---------- Entries supplied

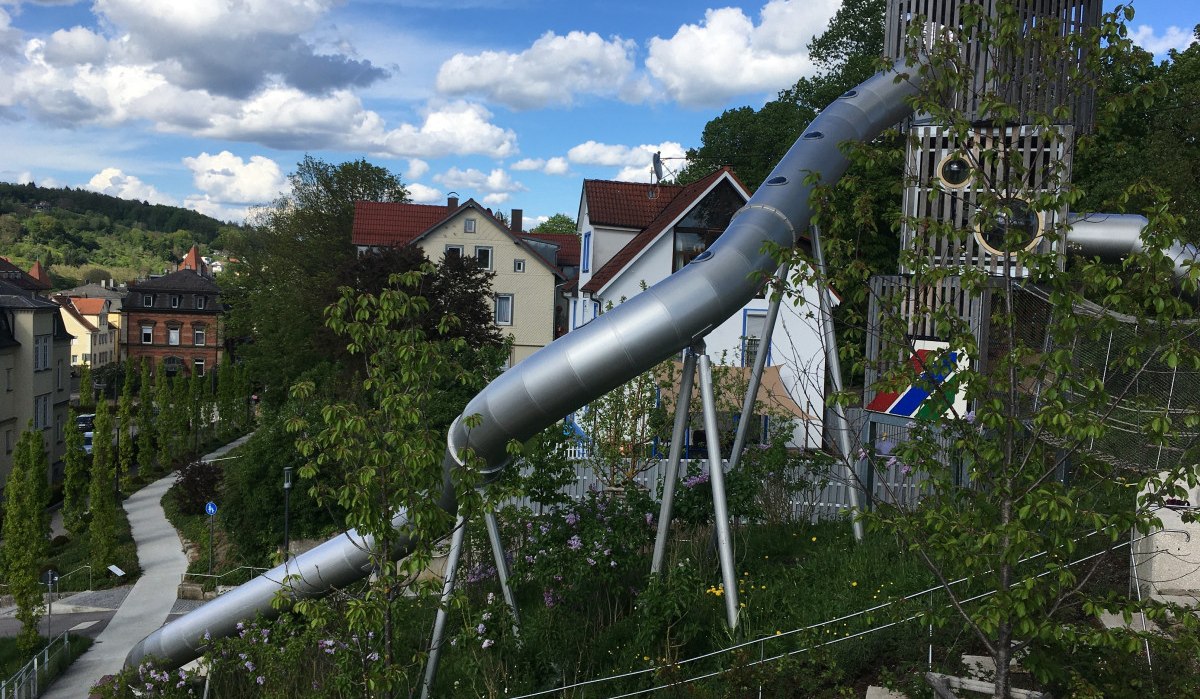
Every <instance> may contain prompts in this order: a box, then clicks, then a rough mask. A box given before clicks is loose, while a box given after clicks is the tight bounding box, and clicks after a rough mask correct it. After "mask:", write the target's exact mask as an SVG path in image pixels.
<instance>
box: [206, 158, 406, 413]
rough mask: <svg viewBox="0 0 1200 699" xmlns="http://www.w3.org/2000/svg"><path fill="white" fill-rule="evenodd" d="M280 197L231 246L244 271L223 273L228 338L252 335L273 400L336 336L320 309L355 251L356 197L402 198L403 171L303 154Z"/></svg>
mask: <svg viewBox="0 0 1200 699" xmlns="http://www.w3.org/2000/svg"><path fill="white" fill-rule="evenodd" d="M289 181H290V184H292V190H290V193H288V195H287V196H284V197H281V198H280V199H278V201H277V202H276V203H275V205H274V207H271V208H270V209H266V210H264V213H263V214H262V215H260V216H259V217H258V219H257V220H256V221H253V223H252V225H251V226H250V227H248V228H247V231H246V232H245V235H244V237H242V239H241V240H240V241H238V246H235V247H233V250H232V252H233V253H234V255H235V256H236V257H238V258H239V259H240V261H241V263H240V268H239V269H240V270H242V273H241V274H238V275H228V276H227V277H222V280H220V281H221V283H222V298H223V299H224V301H226V303H228V305H229V307H230V312H229V316H228V322H227V331H228V335H229V336H230V337H253V339H254V341H253V342H252V343H248V345H245V346H242V347H241V348H240V351H239V352H240V356H241V357H242V359H244V360H245V362H246V364H247V365H248V366H250V370H251V372H252V375H253V376H254V378H256V381H258V382H262V384H263V386H264V387H265V389H264V396H265V400H266V402H269V404H270V405H275V406H277V405H280V404H282V401H283V399H284V398H286V394H287V388H288V387H289V386H292V383H293V382H294V381H295V380H296V377H299V376H300V375H301V374H304V372H305V371H306V370H308V369H311V368H312V366H314V365H316V364H318V363H319V362H322V360H325V359H328V358H329V354H328V353H326V348H328V347H335V346H336V340H335V339H334V337H332V336H331V335H330V334H329V331H328V330H325V328H324V324H323V321H322V311H323V310H324V309H325V306H328V305H329V304H331V303H334V301H335V300H337V298H338V291H337V287H338V285H340V283H341V280H340V279H338V274H340V271H341V270H342V269H343V268H344V267H346V265H348V264H349V263H350V262H352V261H353V258H354V255H355V252H354V249H353V246H352V245H350V228H352V226H353V222H354V202H358V201H368V202H404V201H407V199H408V191H407V190H406V189H404V186H403V184H402V183H401V180H400V178H398V177H396V175H394V174H392V173H390V172H389V171H386V169H384V168H380V167H376V166H373V165H371V163H368V162H366V161H365V160H358V161H350V162H343V163H341V165H336V166H335V165H330V163H326V162H324V161H320V160H317V159H314V157H311V156H306V157H305V159H304V160H302V161H301V162H300V163H299V165H298V166H296V172H294V173H293V174H292V175H289Z"/></svg>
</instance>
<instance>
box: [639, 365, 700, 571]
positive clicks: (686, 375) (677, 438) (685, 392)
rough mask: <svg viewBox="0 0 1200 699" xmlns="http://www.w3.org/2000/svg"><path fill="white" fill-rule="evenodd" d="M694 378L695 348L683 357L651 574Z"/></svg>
mask: <svg viewBox="0 0 1200 699" xmlns="http://www.w3.org/2000/svg"><path fill="white" fill-rule="evenodd" d="M695 380H696V351H695V348H689V350H688V351H686V352H685V353H684V356H683V376H680V377H679V399H678V400H677V401H676V422H674V429H673V430H672V432H671V453H670V454H668V455H667V471H666V473H665V474H664V476H662V502H661V503H660V504H659V533H658V534H656V536H655V537H654V556H653V558H652V560H650V575H658V573H659V572H660V570H661V569H662V558H664V557H665V555H666V549H667V537H668V536H671V510H672V508H673V507H674V486H676V482H677V480H678V479H679V456H680V455H682V454H683V441H684V435H685V434H686V431H688V411H689V408H690V407H691V387H692V383H694V382H695Z"/></svg>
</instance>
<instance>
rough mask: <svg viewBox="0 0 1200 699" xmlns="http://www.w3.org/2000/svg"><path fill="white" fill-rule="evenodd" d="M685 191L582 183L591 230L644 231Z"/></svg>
mask: <svg viewBox="0 0 1200 699" xmlns="http://www.w3.org/2000/svg"><path fill="white" fill-rule="evenodd" d="M684 189H685V187H684V186H682V185H649V184H643V183H617V181H611V180H583V197H584V199H586V201H587V203H588V220H589V221H592V225H593V226H612V227H616V228H646V227H647V226H649V225H650V222H652V221H654V219H656V217H658V216H659V214H661V213H662V209H665V208H666V207H667V205H668V204H670V203H671V202H672V199H674V198H676V197H677V196H678V195H679V192H682V191H683V190H684Z"/></svg>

--------------------

■ Work instructions: Return the listing verbatim, pictures excluded.

■ Reply:
Every <instance> may contain prompts in this order: a box, then clicks, then a rough mask. A box given before clicks is loose, while a box given after clicks is the tight bounding box, and clicks after a rough mask correct it. After "mask:", write the target's exact mask as an SVG path in image pixels.
<instance>
box: [206, 158, 406, 413]
rough mask: <svg viewBox="0 0 1200 699" xmlns="http://www.w3.org/2000/svg"><path fill="white" fill-rule="evenodd" d="M280 197L231 246L244 271L223 273L228 338L252 335L273 400L336 336L320 309L355 251L356 197L402 198L403 171L303 154Z"/></svg>
mask: <svg viewBox="0 0 1200 699" xmlns="http://www.w3.org/2000/svg"><path fill="white" fill-rule="evenodd" d="M289 181H290V184H292V190H290V193H288V195H287V196H284V197H281V198H280V199H278V201H277V202H276V203H275V205H274V207H271V208H270V209H266V210H264V213H263V214H262V215H260V216H259V217H258V219H257V220H256V221H253V223H252V225H251V226H250V227H248V228H247V231H246V232H245V235H244V237H242V239H241V240H240V241H238V246H235V247H233V250H232V252H233V253H234V255H235V256H236V257H238V258H239V259H240V261H241V263H240V268H239V269H240V270H242V273H241V274H238V275H228V276H227V277H222V280H220V281H221V283H222V298H223V299H224V301H226V303H228V305H229V307H230V312H229V316H228V322H227V331H228V335H229V336H230V337H253V339H254V341H253V342H252V343H248V345H245V346H242V347H241V348H240V351H239V352H240V356H241V357H242V359H244V360H245V362H246V364H247V365H248V366H250V370H251V372H252V375H253V376H254V378H256V381H258V382H262V384H263V386H264V387H265V389H264V396H265V400H266V402H269V404H270V405H275V406H277V405H280V404H282V401H283V399H284V398H286V394H287V388H288V387H289V386H292V383H293V382H294V381H295V380H296V377H299V376H300V375H301V374H304V372H305V371H306V370H308V369H311V368H312V366H314V365H316V364H318V363H319V362H322V360H325V359H328V358H329V354H328V353H326V348H328V347H335V346H336V340H335V339H334V337H332V336H331V335H330V334H329V331H328V330H325V328H324V324H323V321H322V311H323V310H324V309H325V306H328V305H329V304H331V303H334V301H335V300H337V298H338V291H337V287H338V285H340V283H341V280H340V279H338V274H340V271H341V270H342V269H343V268H344V267H346V265H348V264H349V263H350V262H352V261H353V258H354V255H355V252H354V249H353V246H352V245H350V228H352V226H353V222H354V202H358V201H368V202H404V201H407V199H408V191H407V190H406V189H404V186H403V184H402V183H401V180H400V178H398V177H396V175H394V174H392V173H390V172H389V171H386V169H384V168H380V167H376V166H373V165H371V163H368V162H366V161H365V160H358V161H350V162H343V163H341V165H336V166H335V165H330V163H326V162H324V161H320V160H317V159H314V157H311V156H306V157H305V159H304V160H302V161H301V162H300V163H299V165H298V166H296V172H294V173H293V174H292V175H289Z"/></svg>
</instance>
<instance>
box: [639, 365, 700, 571]
positive clicks: (686, 375) (677, 438) (685, 392)
rough mask: <svg viewBox="0 0 1200 699" xmlns="http://www.w3.org/2000/svg"><path fill="white" fill-rule="evenodd" d="M694 378L695 348L683 357L651 574Z"/></svg>
mask: <svg viewBox="0 0 1200 699" xmlns="http://www.w3.org/2000/svg"><path fill="white" fill-rule="evenodd" d="M695 380H696V351H695V348H689V350H688V351H686V352H685V353H684V356H683V376H680V377H679V399H678V400H677V401H676V422H674V429H673V430H672V432H671V453H670V454H668V455H667V471H666V473H665V474H664V476H662V502H661V503H660V504H659V533H658V534H656V536H655V537H654V556H653V558H652V560H650V575H658V573H659V572H660V570H661V569H662V558H664V557H665V555H666V549H667V537H668V536H671V510H672V508H673V507H674V486H676V482H677V480H678V479H679V456H680V455H682V454H683V441H684V435H685V434H686V431H688V411H689V408H690V407H691V387H692V383H694V382H695Z"/></svg>
</instance>
<instance>
rough mask: <svg viewBox="0 0 1200 699" xmlns="http://www.w3.org/2000/svg"><path fill="white" fill-rule="evenodd" d="M685 191L582 183L591 230L644 231Z"/></svg>
mask: <svg viewBox="0 0 1200 699" xmlns="http://www.w3.org/2000/svg"><path fill="white" fill-rule="evenodd" d="M684 189H685V187H684V186H682V185H649V184H643V183H617V181H611V180H583V197H584V199H586V201H587V203H588V220H589V221H592V225H593V226H612V227H616V228H646V227H647V226H649V225H650V222H652V221H654V219H656V217H658V216H659V214H661V213H662V209H665V208H666V207H667V205H668V204H670V203H671V202H672V199H674V198H676V197H677V196H678V195H679V192H682V191H683V190H684Z"/></svg>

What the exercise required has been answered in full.